• Exercise objective
Find the line that contains "Would you mind pointing to the basketball" and print it and every line after it, exactly, please.

-- START OF Data shown --

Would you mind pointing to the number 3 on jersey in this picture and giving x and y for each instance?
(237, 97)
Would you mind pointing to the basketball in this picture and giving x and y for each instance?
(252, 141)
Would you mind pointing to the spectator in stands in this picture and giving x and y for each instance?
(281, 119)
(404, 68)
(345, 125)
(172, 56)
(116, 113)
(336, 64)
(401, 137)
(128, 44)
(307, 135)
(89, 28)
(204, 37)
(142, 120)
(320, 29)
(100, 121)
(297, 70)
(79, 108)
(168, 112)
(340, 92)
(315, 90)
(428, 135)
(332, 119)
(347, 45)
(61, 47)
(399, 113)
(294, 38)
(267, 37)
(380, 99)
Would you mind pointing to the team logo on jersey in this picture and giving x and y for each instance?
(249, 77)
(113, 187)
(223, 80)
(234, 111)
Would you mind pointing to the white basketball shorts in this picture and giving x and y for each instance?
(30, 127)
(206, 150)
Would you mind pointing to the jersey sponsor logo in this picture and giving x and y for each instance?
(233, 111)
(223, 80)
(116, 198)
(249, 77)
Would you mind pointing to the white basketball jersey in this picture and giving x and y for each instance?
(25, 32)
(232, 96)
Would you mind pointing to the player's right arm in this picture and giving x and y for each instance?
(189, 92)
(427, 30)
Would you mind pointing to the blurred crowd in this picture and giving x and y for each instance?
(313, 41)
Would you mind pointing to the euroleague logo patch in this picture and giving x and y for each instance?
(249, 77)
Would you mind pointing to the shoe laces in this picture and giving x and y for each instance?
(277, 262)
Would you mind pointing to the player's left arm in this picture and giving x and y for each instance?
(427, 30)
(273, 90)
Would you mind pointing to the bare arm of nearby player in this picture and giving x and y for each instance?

-- END OF Data shown --

• Complete answer
Would you mind pointing to the basketball in this picture and giving x and y for each instance?
(252, 141)
Would you mind pointing to the spectator in stands in this picture and giving x and y for each instance?
(281, 119)
(404, 68)
(345, 125)
(172, 56)
(116, 113)
(336, 64)
(401, 137)
(128, 44)
(307, 135)
(89, 28)
(204, 37)
(142, 120)
(320, 29)
(100, 121)
(297, 70)
(79, 108)
(168, 112)
(340, 92)
(315, 90)
(428, 135)
(332, 119)
(347, 45)
(61, 47)
(399, 113)
(294, 38)
(267, 37)
(380, 99)
Would you mind pointing to the team logo on jersey in this picture and giving x and y for each instance?
(249, 77)
(113, 187)
(223, 80)
(234, 111)
Would you mind pointing to the white basketball shorts in this picture and giving x and y for each instance?
(30, 127)
(206, 150)
Would you mind pointing to the jersey sponsor logo in this picture and giving x and y for each instance?
(233, 111)
(223, 80)
(116, 198)
(249, 77)
Would you mind pointing to the white basketball jersey in this picture and giving x and y for each instance?
(25, 32)
(232, 96)
Would you mind pointing to the player's right arm in this picture and giving x and y for each instance?
(189, 92)
(427, 30)
Would you mind pointing to the blurred crowd in this picture and giving x and y for each instance?
(313, 41)
Would you mind pointing to the euroleague logo patch in this picture and giving x and y for each instance?
(249, 77)
Would you mind pointing to the shoe laces in this picture and giving x and y for each instance?
(277, 262)
Would you mind pointing to the player's left arm in this picture and giving x and y for each instance?
(427, 30)
(273, 90)
Would you mind pointing to the bare arm of nearby player in this picture and giving x and y for each instance?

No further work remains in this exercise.